→ **Exercise details**
All that is wanted is the exact lines from the first line of the data below through the line with "of the strawberry", both ends included, with pictures omitted.

(Region pointing data)
++++++++++++++++++++
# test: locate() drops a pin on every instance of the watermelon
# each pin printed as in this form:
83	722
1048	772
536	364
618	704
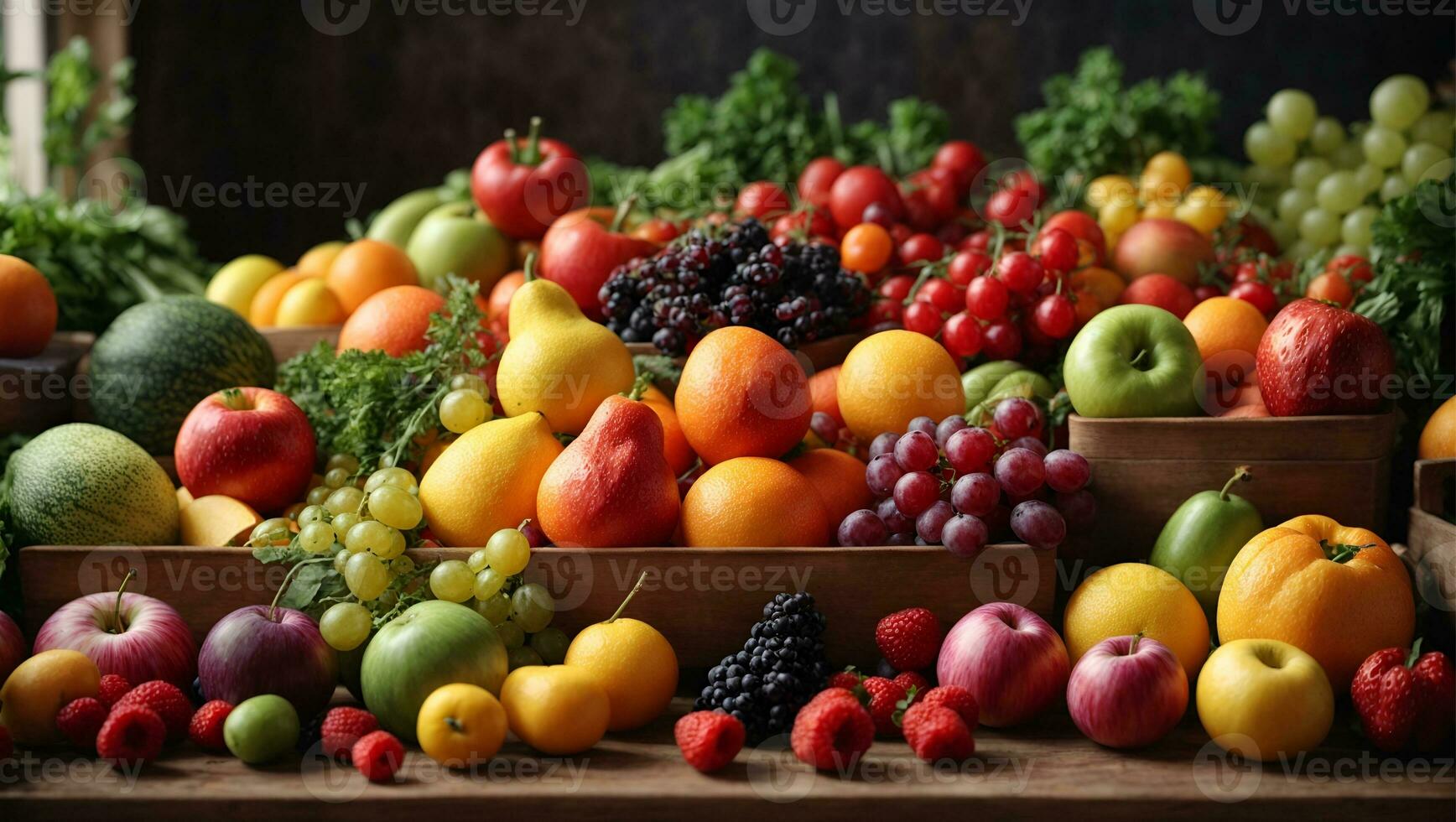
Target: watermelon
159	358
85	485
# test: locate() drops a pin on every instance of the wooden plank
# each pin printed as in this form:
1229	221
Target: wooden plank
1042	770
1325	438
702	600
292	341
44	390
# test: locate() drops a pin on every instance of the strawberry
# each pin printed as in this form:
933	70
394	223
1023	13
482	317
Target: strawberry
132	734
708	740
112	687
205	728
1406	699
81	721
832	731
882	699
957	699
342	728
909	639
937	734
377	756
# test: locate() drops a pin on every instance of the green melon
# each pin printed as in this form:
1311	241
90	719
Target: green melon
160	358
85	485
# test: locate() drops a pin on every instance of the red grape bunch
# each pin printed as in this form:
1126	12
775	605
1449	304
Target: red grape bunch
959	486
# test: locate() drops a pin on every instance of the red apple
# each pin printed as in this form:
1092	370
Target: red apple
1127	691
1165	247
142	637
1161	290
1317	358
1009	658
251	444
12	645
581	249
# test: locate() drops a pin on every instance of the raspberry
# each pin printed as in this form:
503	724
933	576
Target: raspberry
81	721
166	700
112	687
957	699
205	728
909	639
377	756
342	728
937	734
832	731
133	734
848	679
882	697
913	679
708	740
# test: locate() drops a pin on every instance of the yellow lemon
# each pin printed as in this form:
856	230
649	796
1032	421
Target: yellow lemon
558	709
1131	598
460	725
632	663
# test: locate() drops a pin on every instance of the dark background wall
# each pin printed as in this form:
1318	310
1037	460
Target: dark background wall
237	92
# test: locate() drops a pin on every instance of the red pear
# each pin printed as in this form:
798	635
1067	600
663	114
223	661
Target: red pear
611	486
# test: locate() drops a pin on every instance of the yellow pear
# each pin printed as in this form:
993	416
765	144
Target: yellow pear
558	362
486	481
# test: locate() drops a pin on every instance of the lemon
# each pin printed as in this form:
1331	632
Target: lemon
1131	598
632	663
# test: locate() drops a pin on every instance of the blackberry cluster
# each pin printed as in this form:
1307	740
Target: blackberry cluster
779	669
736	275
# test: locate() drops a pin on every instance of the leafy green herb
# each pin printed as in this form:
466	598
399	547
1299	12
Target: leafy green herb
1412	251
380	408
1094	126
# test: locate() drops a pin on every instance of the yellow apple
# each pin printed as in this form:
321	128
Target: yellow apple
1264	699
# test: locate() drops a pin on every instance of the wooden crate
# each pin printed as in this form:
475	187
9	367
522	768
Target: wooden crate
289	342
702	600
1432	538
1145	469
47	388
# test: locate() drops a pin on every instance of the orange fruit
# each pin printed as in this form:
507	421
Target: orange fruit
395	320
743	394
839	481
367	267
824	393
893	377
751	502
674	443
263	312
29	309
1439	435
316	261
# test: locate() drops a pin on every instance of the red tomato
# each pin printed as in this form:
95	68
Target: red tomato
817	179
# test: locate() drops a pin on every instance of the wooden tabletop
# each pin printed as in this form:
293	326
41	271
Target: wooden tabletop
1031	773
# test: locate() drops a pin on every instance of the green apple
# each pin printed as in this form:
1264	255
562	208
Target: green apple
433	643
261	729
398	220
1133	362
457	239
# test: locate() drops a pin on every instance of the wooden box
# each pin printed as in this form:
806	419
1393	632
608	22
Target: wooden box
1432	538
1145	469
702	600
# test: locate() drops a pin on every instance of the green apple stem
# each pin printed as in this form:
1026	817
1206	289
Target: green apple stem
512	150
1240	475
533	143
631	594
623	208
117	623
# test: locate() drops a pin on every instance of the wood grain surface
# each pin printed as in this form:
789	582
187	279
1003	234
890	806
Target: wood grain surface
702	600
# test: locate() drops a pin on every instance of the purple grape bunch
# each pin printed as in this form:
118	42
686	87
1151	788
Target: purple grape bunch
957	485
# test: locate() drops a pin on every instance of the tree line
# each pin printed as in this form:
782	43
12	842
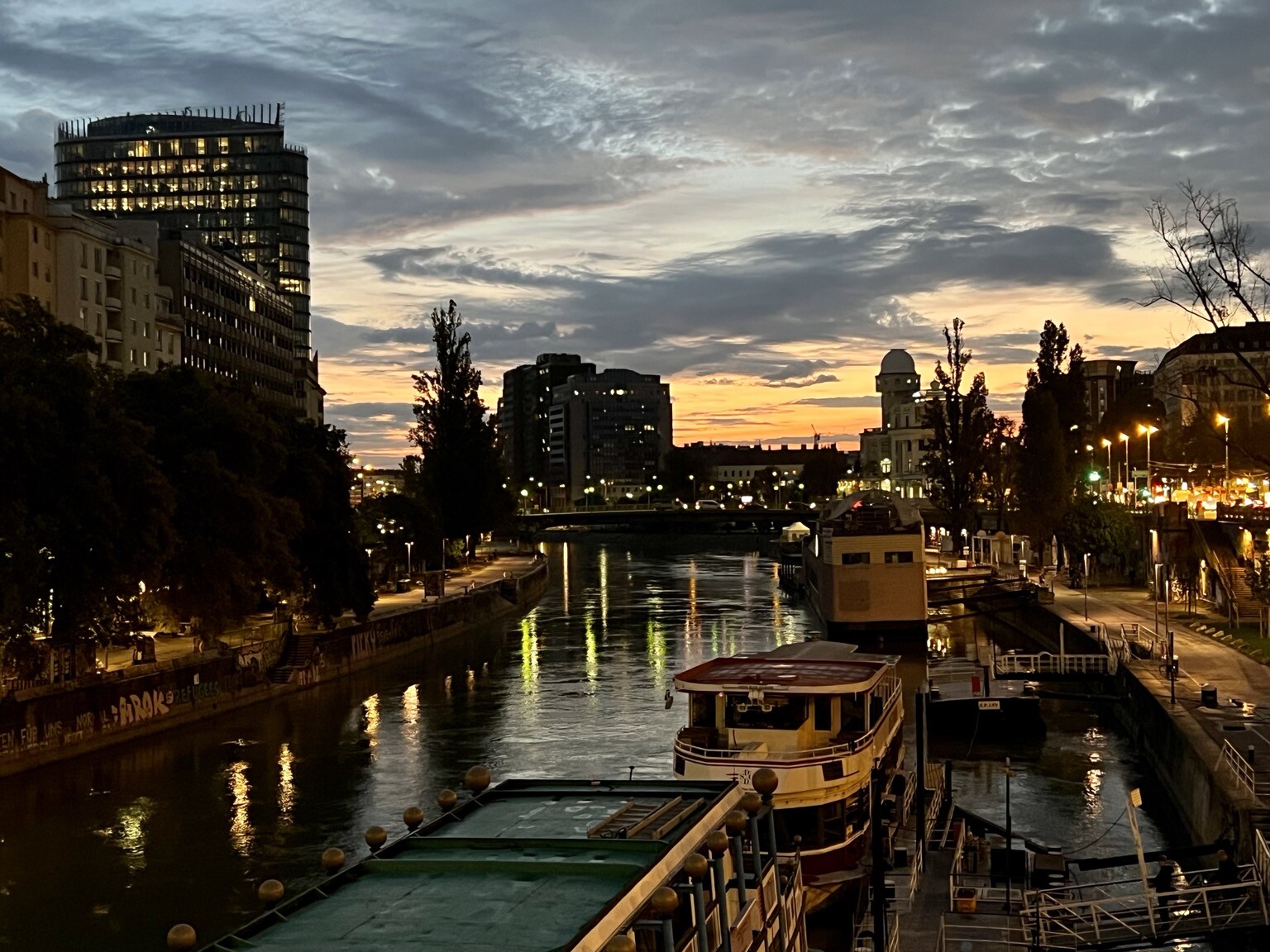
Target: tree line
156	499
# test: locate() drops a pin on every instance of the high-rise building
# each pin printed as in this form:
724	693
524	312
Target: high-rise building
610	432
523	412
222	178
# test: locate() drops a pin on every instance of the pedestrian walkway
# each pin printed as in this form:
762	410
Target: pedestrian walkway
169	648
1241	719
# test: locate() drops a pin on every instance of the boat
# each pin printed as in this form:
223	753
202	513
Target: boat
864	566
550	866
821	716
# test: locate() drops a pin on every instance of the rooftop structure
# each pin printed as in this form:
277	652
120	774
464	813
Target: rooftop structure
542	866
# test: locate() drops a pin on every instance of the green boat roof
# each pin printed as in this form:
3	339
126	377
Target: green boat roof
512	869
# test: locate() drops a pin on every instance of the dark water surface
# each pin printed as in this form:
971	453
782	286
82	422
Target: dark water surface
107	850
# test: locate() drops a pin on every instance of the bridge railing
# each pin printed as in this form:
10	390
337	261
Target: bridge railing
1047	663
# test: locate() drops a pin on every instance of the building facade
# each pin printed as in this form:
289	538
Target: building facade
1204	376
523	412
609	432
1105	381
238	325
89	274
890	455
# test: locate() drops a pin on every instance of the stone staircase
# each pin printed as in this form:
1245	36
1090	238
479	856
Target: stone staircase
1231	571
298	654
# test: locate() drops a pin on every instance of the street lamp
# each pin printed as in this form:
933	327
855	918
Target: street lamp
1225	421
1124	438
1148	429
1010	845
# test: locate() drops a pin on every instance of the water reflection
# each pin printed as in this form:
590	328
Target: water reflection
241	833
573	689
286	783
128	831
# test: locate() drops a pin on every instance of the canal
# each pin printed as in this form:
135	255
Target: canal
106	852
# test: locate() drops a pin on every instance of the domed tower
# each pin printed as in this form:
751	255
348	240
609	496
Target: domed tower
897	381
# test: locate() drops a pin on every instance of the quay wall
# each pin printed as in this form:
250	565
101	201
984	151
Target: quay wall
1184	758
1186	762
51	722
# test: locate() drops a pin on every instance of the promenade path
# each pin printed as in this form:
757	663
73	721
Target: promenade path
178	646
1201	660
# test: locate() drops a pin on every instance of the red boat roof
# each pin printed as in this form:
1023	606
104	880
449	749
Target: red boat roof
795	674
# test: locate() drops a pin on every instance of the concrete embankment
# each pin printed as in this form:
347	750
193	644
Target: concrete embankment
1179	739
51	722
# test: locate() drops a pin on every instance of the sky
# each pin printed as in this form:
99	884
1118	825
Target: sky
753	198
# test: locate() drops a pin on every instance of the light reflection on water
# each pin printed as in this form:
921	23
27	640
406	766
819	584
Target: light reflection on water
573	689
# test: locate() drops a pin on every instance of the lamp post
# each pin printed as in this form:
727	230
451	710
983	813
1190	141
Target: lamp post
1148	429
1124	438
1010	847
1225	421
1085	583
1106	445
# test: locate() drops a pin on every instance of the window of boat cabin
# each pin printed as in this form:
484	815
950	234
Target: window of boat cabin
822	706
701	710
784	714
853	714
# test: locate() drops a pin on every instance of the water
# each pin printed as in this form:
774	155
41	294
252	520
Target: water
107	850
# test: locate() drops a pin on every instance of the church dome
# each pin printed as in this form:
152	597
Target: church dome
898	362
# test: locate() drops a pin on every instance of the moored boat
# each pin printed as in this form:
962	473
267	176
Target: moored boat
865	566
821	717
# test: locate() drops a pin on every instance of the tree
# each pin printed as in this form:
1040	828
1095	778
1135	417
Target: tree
++++++++++++++++++++
→ **Your response**
# test: locate() drops a pin on every instance of the watermelon
# each pin printed as in this form:
83	722
1048	772
536	364
618	704
Target: watermelon
159	358
85	485
# test: locate() drops a pin on every instance of the wooden plank
# each pin printed as in this form:
1229	221
Target: wooden plank
1042	770
1325	438
702	600
292	341
44	390
# test: locate() drops a pin on every instance of the strawberry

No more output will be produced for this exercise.